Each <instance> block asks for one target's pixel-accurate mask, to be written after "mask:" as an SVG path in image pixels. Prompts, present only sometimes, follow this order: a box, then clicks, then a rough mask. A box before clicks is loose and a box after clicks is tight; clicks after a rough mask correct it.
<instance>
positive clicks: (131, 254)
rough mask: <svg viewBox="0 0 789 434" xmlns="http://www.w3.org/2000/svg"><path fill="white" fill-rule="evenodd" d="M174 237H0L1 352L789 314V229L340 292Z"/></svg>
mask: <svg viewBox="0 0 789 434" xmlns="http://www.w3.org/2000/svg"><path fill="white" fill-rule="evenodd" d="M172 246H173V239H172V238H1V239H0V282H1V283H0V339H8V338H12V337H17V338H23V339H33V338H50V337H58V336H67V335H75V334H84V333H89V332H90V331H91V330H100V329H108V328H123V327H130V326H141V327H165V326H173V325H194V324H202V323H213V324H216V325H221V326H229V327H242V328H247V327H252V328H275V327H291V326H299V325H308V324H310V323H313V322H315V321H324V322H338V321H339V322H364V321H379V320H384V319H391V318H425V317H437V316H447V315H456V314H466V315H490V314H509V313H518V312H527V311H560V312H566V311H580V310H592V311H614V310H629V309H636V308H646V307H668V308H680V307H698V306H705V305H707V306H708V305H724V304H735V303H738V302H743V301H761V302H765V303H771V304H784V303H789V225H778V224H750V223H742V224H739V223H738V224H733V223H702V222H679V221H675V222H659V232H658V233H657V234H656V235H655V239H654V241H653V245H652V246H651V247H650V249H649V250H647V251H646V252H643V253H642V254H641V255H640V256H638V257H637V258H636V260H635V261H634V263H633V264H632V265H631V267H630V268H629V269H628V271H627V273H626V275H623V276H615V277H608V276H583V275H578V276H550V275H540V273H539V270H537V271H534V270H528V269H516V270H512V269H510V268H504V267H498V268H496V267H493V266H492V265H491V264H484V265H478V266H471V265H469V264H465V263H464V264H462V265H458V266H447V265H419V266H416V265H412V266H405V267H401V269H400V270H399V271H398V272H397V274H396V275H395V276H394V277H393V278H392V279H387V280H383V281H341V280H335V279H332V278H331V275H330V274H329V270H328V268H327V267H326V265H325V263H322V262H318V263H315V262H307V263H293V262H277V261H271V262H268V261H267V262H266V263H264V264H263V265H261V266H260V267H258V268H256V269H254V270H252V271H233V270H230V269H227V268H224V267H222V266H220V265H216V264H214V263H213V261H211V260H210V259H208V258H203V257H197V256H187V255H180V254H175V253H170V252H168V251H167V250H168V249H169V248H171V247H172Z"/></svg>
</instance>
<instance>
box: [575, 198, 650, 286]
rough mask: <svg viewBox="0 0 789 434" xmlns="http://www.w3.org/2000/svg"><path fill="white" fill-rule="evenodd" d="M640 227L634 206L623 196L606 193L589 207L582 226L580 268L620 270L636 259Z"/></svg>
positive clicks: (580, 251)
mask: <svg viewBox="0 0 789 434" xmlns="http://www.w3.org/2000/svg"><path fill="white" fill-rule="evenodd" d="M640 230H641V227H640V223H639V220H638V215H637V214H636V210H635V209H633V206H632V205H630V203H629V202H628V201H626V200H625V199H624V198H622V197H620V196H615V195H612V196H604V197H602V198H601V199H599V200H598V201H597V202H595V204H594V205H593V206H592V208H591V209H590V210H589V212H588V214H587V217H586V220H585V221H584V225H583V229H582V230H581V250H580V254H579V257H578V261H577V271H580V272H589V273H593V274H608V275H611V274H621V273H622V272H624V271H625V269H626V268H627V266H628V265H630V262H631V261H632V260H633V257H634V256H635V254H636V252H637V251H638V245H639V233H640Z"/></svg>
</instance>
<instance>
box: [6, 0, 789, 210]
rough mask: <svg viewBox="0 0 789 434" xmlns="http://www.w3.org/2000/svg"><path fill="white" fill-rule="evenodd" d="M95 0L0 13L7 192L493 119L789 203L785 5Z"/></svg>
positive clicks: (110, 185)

* * * * * * * * *

Put every line of the material above into a Markdown table with columns named "Row" and "Line," numbering the rows and leaving out blank lines.

_SOLUTION BELOW_
| Row | Line |
|---|---|
| 1 | Each <instance> block asks for one target's pixel-accurate mask, to be written after "mask:" as an SVG path in image pixels. Prompts, present only sometimes, follow this order: a box, then clicks, then a rough mask. A box before clicks is loose and a box after clicks is tight; clicks after a rough mask correct it. |
| 2 | <instance> |
| 3 | positive clicks: (131, 254) |
| 4 | rough mask: <svg viewBox="0 0 789 434" xmlns="http://www.w3.org/2000/svg"><path fill="white" fill-rule="evenodd" d="M174 237H0L1 352L789 314V229L340 292Z"/></svg> |
| 5 | mask: <svg viewBox="0 0 789 434" xmlns="http://www.w3.org/2000/svg"><path fill="white" fill-rule="evenodd" d="M172 246H173V239H172V238H1V239H0V282H1V283H0V339H8V338H12V337H17V338H23V339H33V338H50V337H58V336H67V335H75V334H84V333H89V332H90V331H91V330H100V329H108V328H123V327H130V326H141V327H165V326H173V325H194V324H202V323H213V324H216V325H221V326H229V327H242V328H247V327H252V328H275V327H291V326H299V325H308V324H310V323H313V322H315V321H324V322H338V321H339V322H364V321H379V320H384V319H391V318H425V317H437V316H447V315H456V314H466V315H490V314H509V313H518V312H527V311H560V312H566V311H580V310H592V311H614V310H629V309H636V308H646V307H668V308H680V307H698V306H705V305H707V306H708V305H724V304H735V303H738V302H743V301H761V302H765V303H771V304H784V303H789V225H778V224H750V223H742V224H739V223H738V224H733V223H702V222H679V221H675V222H659V232H658V233H657V234H656V235H655V239H654V241H653V245H652V246H651V247H650V249H649V250H647V251H646V252H643V253H642V254H641V255H640V256H638V257H637V258H636V260H635V261H634V263H633V264H632V265H631V267H630V268H629V269H628V271H627V273H626V275H623V276H615V277H608V276H583V275H578V276H550V275H540V273H539V270H537V271H534V270H528V269H516V270H512V269H510V268H504V267H498V268H496V267H493V266H492V265H491V264H484V265H478V266H471V265H469V264H465V263H464V264H462V265H458V266H447V265H419V266H416V265H412V266H405V267H401V269H400V270H399V271H398V272H397V274H396V275H395V276H394V277H393V278H392V279H387V280H383V281H341V280H335V279H332V278H331V275H330V274H329V270H328V268H327V267H326V265H325V263H322V262H318V263H315V262H307V263H293V262H277V261H271V262H268V261H267V262H266V263H264V264H263V265H261V266H260V267H258V268H256V269H254V270H252V271H233V270H230V269H227V268H224V267H222V266H220V265H216V264H214V263H213V261H211V260H210V259H208V258H203V257H197V256H187V255H180V254H175V253H170V252H168V251H167V250H168V249H169V248H171V247H172Z"/></svg> |
| 6 | </instance> |
| 7 | <instance> |
| 8 | box: [575, 198, 650, 286] |
| 9 | rough mask: <svg viewBox="0 0 789 434" xmlns="http://www.w3.org/2000/svg"><path fill="white" fill-rule="evenodd" d="M640 227L634 206L623 196L606 193L589 207L582 226L580 268L620 270L636 259Z"/></svg> |
| 10 | positive clicks: (580, 251) |
| 11 | mask: <svg viewBox="0 0 789 434" xmlns="http://www.w3.org/2000/svg"><path fill="white" fill-rule="evenodd" d="M640 230H641V227H640V223H639V220H638V215H637V214H636V210H635V209H633V206H632V205H630V203H629V202H628V201H626V200H625V199H624V198H622V197H620V196H615V195H612V196H604V197H602V198H601V199H599V200H598V201H597V202H595V204H594V205H593V206H592V208H591V209H590V210H589V212H588V214H587V217H586V220H585V221H584V225H583V229H582V230H581V250H580V254H579V257H578V261H577V271H580V272H589V273H593V274H608V275H611V274H621V273H622V272H624V271H625V269H626V268H627V266H628V265H630V262H631V261H632V260H633V257H634V256H635V254H636V252H637V251H638V245H639V233H640Z"/></svg> |
| 12 | </instance> |
| 13 | <instance> |
| 14 | box: [6, 0, 789, 210] |
| 15 | rough mask: <svg viewBox="0 0 789 434" xmlns="http://www.w3.org/2000/svg"><path fill="white" fill-rule="evenodd" d="M95 0L0 13L7 192L493 119L789 203L785 5Z"/></svg> |
| 16 | positive clicks: (110, 185) |